Inoltre, tutta l’attività commerciale e di raccolta ordini è diventata quasi impossibile, sia in Italia sia all’estero, prosciugando i portafogli ordini. A questo si è aggiunta l’impossibilità di effettuare interventi di manutenzione e assistenza presso i clienti, altra attività di primaria importanza sia come fatturato sia come fidelizzazione del cliente.



I danni economici hanno colpito tutta la catena del valore: da un lato i fornitori, molto spesso piccole e piccolissime imprese con altissima specializzazione ma poco dotate di capitali finanziari; dall’altra i clienti hanno bloccato, ridotto, rimandato, a volte annullato, i piani di investimento in nuovi mezzi di produzione, stante l’incertezza sulla possibilità di produrre e sulla domanda futura.

◆ ◆ ◆ ◆ ◆

▶ [Istruzioni esercizio]
(1) Riporta il brano sui danni economici alle imprese da "Inoltre, tutta l’attività" a "sulla domanda futura.".
(2) Prosegui il brano sui danni economici alle imprese dal punto in cui si interrompe.

▶ [Dati mostrati]
◆ ◆ ◆ ◆ ◆

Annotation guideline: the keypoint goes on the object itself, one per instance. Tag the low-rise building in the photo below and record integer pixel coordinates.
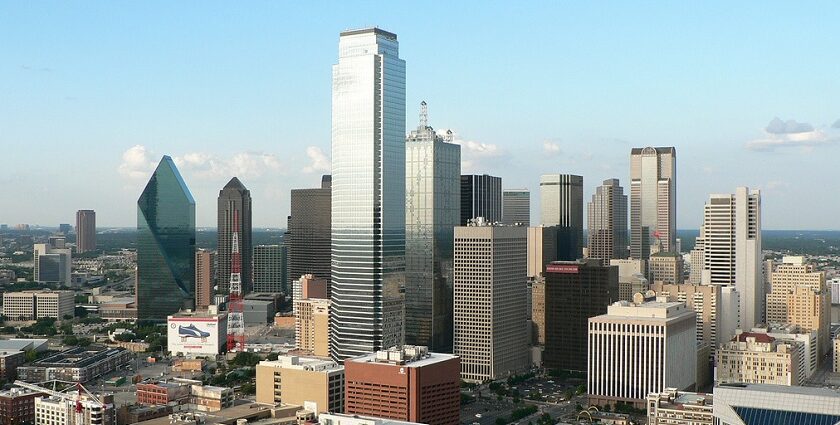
(673, 407)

◆ ◆ ◆ ◆ ◆

▶ [Risultati esercizio]
(1)
Inoltre, tutta l’attività commerciale e di raccolta ordini è diventata quasi impossibile, sia in Italia sia all’estero, prosciugando i portafogli ordini. A questo si è aggiunta l’impossibilità di effettuare interventi di manutenzione e assistenza presso i clienti, altra attività di primaria importanza sia come fatturato sia come fidelizzazione del cliente.



I danni economici hanno colpito tutta la catena del valore: da un lato i fornitori, molto spesso piccole e piccolissime imprese con altissima specializzazione ma poco dotate di capitali finanziari; dall’altra i clienti hanno bloccato, ridotto, rimandato, a volte annullato, i piani di investimento in nuovi mezzi di produzione, stante l’incertezza sulla possibilità di produrre e sulla domanda futura.

(2)
Un singolo indicatore è sufficiente per mostrare l’entità del danno subìto: nel secondo trimestre del 2020 l’indice degli ordini è crollato del 39,1% rispetto allo stesso trimestre del 2019. Si tratta del dato peggiore degli ultimi 10 anni e in parte il calo è mascherato dal fatto che il primo trimestre 2019 non fu molto brillante. Questo crollo coinvolse sia il mercato interno (-44,7%), sia gli ordini dall’estero (-37,8%).



Adesso, dopo un terzo trimestre negativo ma non in modo così grave (-11%), le imprese iniziano a respirare un po’ meglio, il livello degli ordini è ancora basso, ma le aspettative sono positive, in Italia e sui mercati internazionali. Non per nulla si tiene in questi giorni a Fiera Milano Rho la 32.BI-MU, la fiera delle macchine utensili e dei sistemi di produzione, un fortissimo segnale della volontà di ripartire.

Non va sottovalutato l’aspetto psicologico di come è stato vissuto il lockdown, dalle aziende così come dalle singole persone. Nel corso di quei due mesi, pur con la dovuta preoccupazione, lo stato d’animo era quello che si stesse affrontando un passaggio obbligato che avrebbe portato all’uscita da una situazione imponderabile e negativa che si era abbattuta sul mondo.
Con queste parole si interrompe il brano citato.